What you should do:
Extract the full set of records, then give each one again exactly.

------------------------------------------------------------

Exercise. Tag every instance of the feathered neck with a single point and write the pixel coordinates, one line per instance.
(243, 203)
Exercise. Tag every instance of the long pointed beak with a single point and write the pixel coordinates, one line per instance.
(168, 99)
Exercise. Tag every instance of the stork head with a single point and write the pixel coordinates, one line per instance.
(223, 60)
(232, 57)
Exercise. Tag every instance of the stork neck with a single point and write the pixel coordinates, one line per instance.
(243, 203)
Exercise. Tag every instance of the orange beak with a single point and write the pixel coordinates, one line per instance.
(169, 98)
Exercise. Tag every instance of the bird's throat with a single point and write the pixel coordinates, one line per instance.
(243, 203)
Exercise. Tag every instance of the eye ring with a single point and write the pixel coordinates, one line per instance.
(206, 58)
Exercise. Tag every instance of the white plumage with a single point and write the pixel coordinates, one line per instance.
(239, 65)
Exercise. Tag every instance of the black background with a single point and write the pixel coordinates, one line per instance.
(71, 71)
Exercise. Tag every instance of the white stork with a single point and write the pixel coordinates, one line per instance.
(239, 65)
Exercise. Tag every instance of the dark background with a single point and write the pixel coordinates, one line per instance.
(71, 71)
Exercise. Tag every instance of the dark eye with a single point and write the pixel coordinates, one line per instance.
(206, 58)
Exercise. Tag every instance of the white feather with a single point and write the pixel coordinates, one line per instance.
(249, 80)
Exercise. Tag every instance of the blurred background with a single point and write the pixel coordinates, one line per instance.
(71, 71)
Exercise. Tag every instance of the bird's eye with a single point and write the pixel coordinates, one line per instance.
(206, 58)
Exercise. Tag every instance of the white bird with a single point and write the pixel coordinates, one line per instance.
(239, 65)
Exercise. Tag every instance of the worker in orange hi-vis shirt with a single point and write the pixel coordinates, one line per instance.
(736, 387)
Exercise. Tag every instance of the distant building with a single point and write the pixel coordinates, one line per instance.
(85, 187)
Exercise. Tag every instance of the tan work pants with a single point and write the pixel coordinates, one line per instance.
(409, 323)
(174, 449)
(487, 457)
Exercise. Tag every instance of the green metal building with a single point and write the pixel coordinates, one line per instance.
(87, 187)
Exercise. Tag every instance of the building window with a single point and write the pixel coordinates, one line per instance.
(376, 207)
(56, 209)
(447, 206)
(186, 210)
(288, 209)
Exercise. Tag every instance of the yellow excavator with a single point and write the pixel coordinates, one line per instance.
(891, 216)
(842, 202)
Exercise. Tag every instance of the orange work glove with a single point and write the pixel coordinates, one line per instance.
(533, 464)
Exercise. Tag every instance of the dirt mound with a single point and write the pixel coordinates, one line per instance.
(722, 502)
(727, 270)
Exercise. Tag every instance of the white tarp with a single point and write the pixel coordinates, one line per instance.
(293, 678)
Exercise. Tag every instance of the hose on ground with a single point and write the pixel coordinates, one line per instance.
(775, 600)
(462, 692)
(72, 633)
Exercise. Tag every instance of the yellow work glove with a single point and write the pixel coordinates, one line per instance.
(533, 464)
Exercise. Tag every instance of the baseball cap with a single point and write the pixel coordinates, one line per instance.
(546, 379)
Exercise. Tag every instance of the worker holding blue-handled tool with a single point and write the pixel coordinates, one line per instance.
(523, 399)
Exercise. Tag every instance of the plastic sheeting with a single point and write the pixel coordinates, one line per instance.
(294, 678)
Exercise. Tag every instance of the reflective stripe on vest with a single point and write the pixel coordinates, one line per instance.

------------------------------------------------------------

Output:
Exercise. Tag every instance of the feathered neck with a single point and write the pixel coordinates, one line per instance.
(243, 203)
Exercise. Tag every instance of the long pointed beak with a single point and write the pixel coordinates, one line per instance.
(168, 99)
Exercise. Tag every instance of the stork head with a single point and write the pixel coordinates, one line per instance.
(223, 60)
(232, 57)
Exercise. Tag every instance of the stork neck with a single point and write the pixel coordinates, one line per instance.
(243, 203)
Exercise. Tag every instance of the orange beak with a single point and write the pixel coordinates, one line per instance.
(169, 98)
Exercise. Tag every instance of the bird's throat with a single point and write the pixel coordinates, one line per instance.
(243, 203)
Exercise. Tag every instance of the eye ring with a single point and write the pixel coordinates, one line per instance.
(206, 58)
Exercise. Tag every instance of the white plumage with a single point and write the pixel coordinates, one line per instance.
(239, 65)
Exercise. Tag every instance of the black background with a single point and write the pixel coordinates, one line per instance.
(71, 71)
Exercise. Tag every instance of the white stork with a single point and write the pixel coordinates, one line per instance.
(239, 65)
Exercise. Tag every instance of the dark background with a single point and write the pixel coordinates, one line per instance.
(71, 71)
Exercise. Tag every instance of the dark eye with a single point and write the pixel coordinates, one line per instance.
(206, 58)
Exercise. Tag every instance of the white feather with a single point and write the pixel coordinates, one line per instance.
(249, 80)
Exercise. Tag every instance of the blurred background with a single point and write the pixel coordinates, one line per instance.
(71, 71)
Exercise. Tag every instance of the bird's eye with a single point and write the pixel coordinates, one line per instance.
(206, 58)
Exercise. Tag every instance of the white bird with a single point and write the pixel coordinates, one line per instance.
(239, 65)
Exercise. Tag every instance of the worker in orange hi-vis shirt with a single point and write the pixel coordinates, one line per instance.
(736, 387)
Exercise. Tag every instance of the distant building with a single point and write the pixel coordinates, one line per instance.
(85, 187)
Exercise. Tag every instance of the tan work pants with a single point and write the pixel coordinates, one line per instance.
(409, 323)
(174, 449)
(487, 457)
Exercise. Tag every instance of the green metal building with a single point and write the pixel coordinates, one line per instance.
(87, 187)
Exercise. Tag every instance of the building window with a single point and write the pixel coordinates, one line per instance.
(376, 207)
(56, 209)
(447, 206)
(186, 210)
(288, 209)
Exercise. Tag every instance of the yellow excavator with a single point and write the pixel coordinates, one line per instance.
(891, 216)
(842, 202)
Exercise. Tag every instance of the orange work glove with a single point and write the pixel coordinates, one line per instance.
(533, 464)
Exercise. Tag every instance of the dirt mound with a single point and write the pixel coordinates, one line per instance.
(722, 502)
(727, 270)
Exercise. Tag every instance of the white tarp with a single point and write the pixel coordinates, one line per instance.
(293, 678)
Exercise. Tag every instance of the hose on ground with a single point and write the pixel coordinates, one line per instance.
(775, 600)
(462, 692)
(72, 633)
Exercise. Tag every instance of the yellow work glove with a single point and write the pixel coordinates, one line per instance.
(533, 464)
Exercise. Tag every instance of the baseball cap with a single point and write the pixel coordinates, one line per instance.
(546, 379)
Exercise. Tag every instance of the worker holding blue-handled tool with a single point and write the pixel coordinates, one line per instance.
(523, 399)
Exercise. Tag every instance of the plastic sheeting with a single point and write the pixel coordinates, one line per instance.
(294, 678)
Exercise. Tag every instance of the reflective stripe on vest with a single point and write the pixel coordinates, one line per instance.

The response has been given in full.